Urinary tract infections (UTIs) affect an estimated four million women in the UK every year, but in clinical settings they can often go undiagnosed or mistreated due to the inadequate state of urine sampling.
Urine from the middle of the urinary stream provides the most accurate results for medical analysis, but this is poorly communicated to patients by their physicians and even more poorly captured. Starting to urinate, stopping, positioning a tube under oneself and then starting again is both messy and undignified. However, not doing so means that the sample can be contaminated by bacteria in the urethra and on the surface of the skin, which are flushed out with the first part of the urinary stream and could corrupt the sample.
Research has revealed that as many as half of all urinary dipstick tests completed by general practitioners could be unreliable. The tests are riddled with false positives, as the sticks react to bacteria which may have been on the surface of a patient’s skin but are unrelated to the urinary tract.
Now, London-based medtech developer Forte Medical is hoping to change all that. Peezy Midstream is a urine collection device designed to ensure that only midstream urine is collected – and it’s been making waves at the Oscars and beyond.
How does the device work?
The device’s design guarantees a midstream collection, meaning samples are more likely to yield accurate results upon testing.
“It’s a female body-shaped funnel that sits comfortably against the perineum,” says Forte Medical CEO Giovanna Forte. “You start to pee. At the end of the funnel there’s two exit points – one has got a small, compressed sponge in it. The urine collection tube screws onto the side of the funnel. The first bit of urine goes through the void with the sponge in it and the sponge expands and acts like a cork. The midstream is pushed up and into the bottle.
“When the bottle’s full, there’s a kind of vacuum that’s created, so that will just stay where it is and won’t get diluted with later urine; the last urine goes through the second void. The flask is designed not to overflow.”
The device has managed to reduce false positives by 70% in clinical settings. It’s a fairly impressive statistic, which becomes even more vital considering the fact that urine has a diagnostic quality on par with blood but there are very few regulations about how it is sampled and tested.
Forte suggests that both an aversion to urine as a waste product and a tendency to dismiss women’s health issues are to blame.
“Because urine is a waste product it has been slightly overlooked in terms of the quality of the sample that is being analysed,” she says. “Plus, UTIs are largely a women’s problem. Women have messy bodies, they put up with a lot of their periods, they put up with giving birth. Things don’t get diagnosed first time and we just take it as part and parcel of things.”

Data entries
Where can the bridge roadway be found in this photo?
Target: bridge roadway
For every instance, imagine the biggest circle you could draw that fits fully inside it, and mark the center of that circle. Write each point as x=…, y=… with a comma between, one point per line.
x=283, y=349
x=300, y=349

* Task item A *
Answer these questions from the urine sampling article:
(i) About how many women in the UK get UTIs each year?
(ii) By what percentage has the device cut false positives in clinical settings?
(iii) Who is the CEO of Forte Medical?
* Task item B *
List the steps that the urine sampling article says a patient has to take to catch a midstream sample without the device.
* Task item C *
From the urine sampling article, copy the passage starting with "Urine from the" and going on through "the urinary tract.".

* Written solution A *
(i) An estimated four million
(ii) 70%
(iii) Giovanna Forte

* Written solution B *
- Start to urinate
- Stop
- Position a tube under oneself
- Start again

* Written solution C *
Urine from the middle of the urinary stream provides the most accurate results for medical analysis, but this is poorly communicated to patients by their physicians and even more poorly captured. Starting to urinate, stopping, positioning a tube under oneself and then starting again is both messy and undignified. However, not doing so means that the sample can be contaminated by bacteria in the urethra and on the surface of the skin, which are flushed out with the first part of the urinary stream and could corrupt the sample.
Research has revealed that as many as half of all urinary dipstick tests completed by general practitioners could be unreliable. The tests are riddled with false positives, as the sticks react to bacteria which may have been on the surface of a patient’s skin but are unrelated to the urinary tract.